Your tasks:
(a) From the oncology passage, return the words starting at "Some years ago, in" and ending after "was in place.", copied without change.
(b) Answer these questions from the oncology passage:
(i) What had run out, making it hard to continue the job?
(ii) In which country was the Charity that the Animal Healing course involved volunteering with?
(iii) Which book, by which author, was recommended?
(c) Continue the oncology passage from its last sentence.

Passage for review:
Some years ago, in the course of my work in Oncology, I went to see a young person who had just had major surgery around the abdominal area. For some reason the skin had not been closed over the site and a large bandage was in place.
“Would you like to see?” said the young person enthusiastically, gently lifting back the bandage for a brief few seconds.
An astounding sight met me, particularly the colours and the beautiful symmetry of the working organs. There was a creamy white, a dark, rosy but shocking pink, a lavender brown and a mild, milky grey, all nestled together like pebbles that had fallen next to each other on a beach. So still, yet with a purpose towards the larger body, sustaining it to move, to laugh, to live.
As I looked, TRUTH sent a direct ‘snapshot’ from their body to mine: I will try to paint in words what I felt, and saw, in my body:
“Beauty… The Universe… Truth… Working… Here I am… Powerful… Vulnerable… Strong… Delicate… This is you… A Life’s Purpose!”
No words, only a snapshot, felt and understood. A profound and direct reflection for me, of me, to assimilate into my consciousness, and a privilege to see and to know: we are One.
At that time I had a busy, pressured life, focussed on ‘keeping all the plates spinning.’ No time to fully appreciate what I had just seen and felt, and continued to feel – the truth in my body. My self-worth was low, exhaustion near, even though I loved my job. Occasionally the wonderment of that moment, the Universality of it, would come back to me, calling me to consider more…
As I approached sixty years of age I felt the winds of change, in particular, that the pension age was going to be changed. Charitable funding had run out for my job and circumstances were making it difficult for me to continue. I began to plan for retirement. I had a calling to work with animals and studied Animal Healing, which involved volunteering to work with a Charity in Sri Lanka. On that trip I met a fellow student at this course who had what I thought at the time were some odd ways: getting up at 3.00am, going to bed before 9.00pm, no partying and quite particular in what he would eat. He suggested that our current training was missing some valuable information on self-care and recommended I read a book titled The Way It Is by Serge Benhayon.

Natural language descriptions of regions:

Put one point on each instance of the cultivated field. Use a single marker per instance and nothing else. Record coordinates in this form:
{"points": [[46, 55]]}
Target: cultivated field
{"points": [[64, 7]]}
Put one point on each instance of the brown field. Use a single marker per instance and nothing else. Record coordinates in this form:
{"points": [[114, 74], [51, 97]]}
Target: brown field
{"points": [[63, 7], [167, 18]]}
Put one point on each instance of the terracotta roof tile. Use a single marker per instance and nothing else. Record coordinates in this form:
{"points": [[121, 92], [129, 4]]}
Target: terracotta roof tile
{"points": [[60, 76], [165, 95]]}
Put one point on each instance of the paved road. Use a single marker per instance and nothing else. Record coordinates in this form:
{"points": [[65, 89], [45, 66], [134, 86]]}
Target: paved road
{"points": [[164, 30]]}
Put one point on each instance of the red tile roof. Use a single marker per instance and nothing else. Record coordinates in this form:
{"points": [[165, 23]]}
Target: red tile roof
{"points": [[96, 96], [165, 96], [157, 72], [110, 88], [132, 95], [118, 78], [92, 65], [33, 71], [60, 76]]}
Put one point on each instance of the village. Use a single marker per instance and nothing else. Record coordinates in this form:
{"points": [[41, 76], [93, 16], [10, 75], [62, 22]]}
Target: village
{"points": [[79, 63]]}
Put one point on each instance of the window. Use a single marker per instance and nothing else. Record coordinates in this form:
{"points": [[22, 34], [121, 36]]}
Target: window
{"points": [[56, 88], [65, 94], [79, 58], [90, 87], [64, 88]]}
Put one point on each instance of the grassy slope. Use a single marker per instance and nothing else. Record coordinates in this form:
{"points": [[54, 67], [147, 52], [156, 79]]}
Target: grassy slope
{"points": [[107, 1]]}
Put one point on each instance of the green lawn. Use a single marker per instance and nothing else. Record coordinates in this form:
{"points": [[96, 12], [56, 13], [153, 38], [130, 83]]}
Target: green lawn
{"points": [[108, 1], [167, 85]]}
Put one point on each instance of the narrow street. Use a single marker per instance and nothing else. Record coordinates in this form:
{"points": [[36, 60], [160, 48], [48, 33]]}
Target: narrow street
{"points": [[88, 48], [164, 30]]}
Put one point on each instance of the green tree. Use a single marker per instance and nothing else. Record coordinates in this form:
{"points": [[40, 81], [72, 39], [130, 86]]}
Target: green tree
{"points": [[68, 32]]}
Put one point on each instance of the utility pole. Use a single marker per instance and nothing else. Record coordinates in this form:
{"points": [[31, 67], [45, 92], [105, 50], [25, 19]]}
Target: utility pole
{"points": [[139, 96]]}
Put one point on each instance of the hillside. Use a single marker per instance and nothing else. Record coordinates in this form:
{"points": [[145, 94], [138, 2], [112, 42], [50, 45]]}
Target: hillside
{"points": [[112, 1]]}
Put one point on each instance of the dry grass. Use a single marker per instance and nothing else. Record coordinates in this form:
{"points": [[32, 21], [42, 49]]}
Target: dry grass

Answer list:
(a)
Some years ago, in the course of my work in Oncology, I went to see a young person who had just had major surgery around the abdominal area. For some reason the skin had not been closed over the site and a large bandage was in place.

(b)
(i) Charitable funding
(ii) Sri Lanka
(iii) The Way It Is by Serge Benhayon

(c)
I returned home to my life, which even in retirement was again ‘busy’. When I read this book it was like pieces of a puzzle slotting into place, and I began to ponder… my new style of being. I knew then I had come back to my home, the Universe. I became a Student of The Livingness, where I have been given confirmation of my words that describe the snapshot, the reflection I received, of our beautiful bodies. These words I knew already, but I need to hear them in different contexts and expression until I ‘get it.’ I knew them already, but laziness and hiding was my way.
Gradually I came to know that reading books and watching videos was not going to get me in touch with the living truth I had felt in my body that day. This truth has to be lived every day, every moment. Through nurturing my body and caring for it with tenderness and love, my awareness is starting to grow. Why has it taken me so long to accept and appreciate this truth, and myself? There are many reasons and distractions in place for us to not look at ourselves in the mirror with love and tenderness – to not appreciate ourselves, to not be with ourselves. We are conditioned to ‘leave ourselves’ in childhood, taught that it is selfish and arrogant to think of our own well-being before we attend to the needs of other people, and this continues until we exhaust ourselves by looking for love outside of us.
My journey continues, and gradually – through appreciation, tender care and self-acceptance – I am beginning to feel the beauty and love in my own body, taking time, sitting with me, being me. I have returned to work as a carer and personal assistant to people who need help with their own self-care, and my strong foundation of love lived every day means I can express this in my work and daily life, and in doing so I find there is more to learn in supporting them and then the feeling comes: “I do that for them, do I not love myself enough to do it for myself?” The answer is “yes, of course I do!” Now the people I work with and those who I meet in my living each day can see that this love is there inside themselves too.
With thanks and deep appreciation to Serge Benhayon and his family, my wider family and all humanity who constantly challenge me to ‘come out here and Love Us!’ – to stop hiding and to fully live life’s purpose.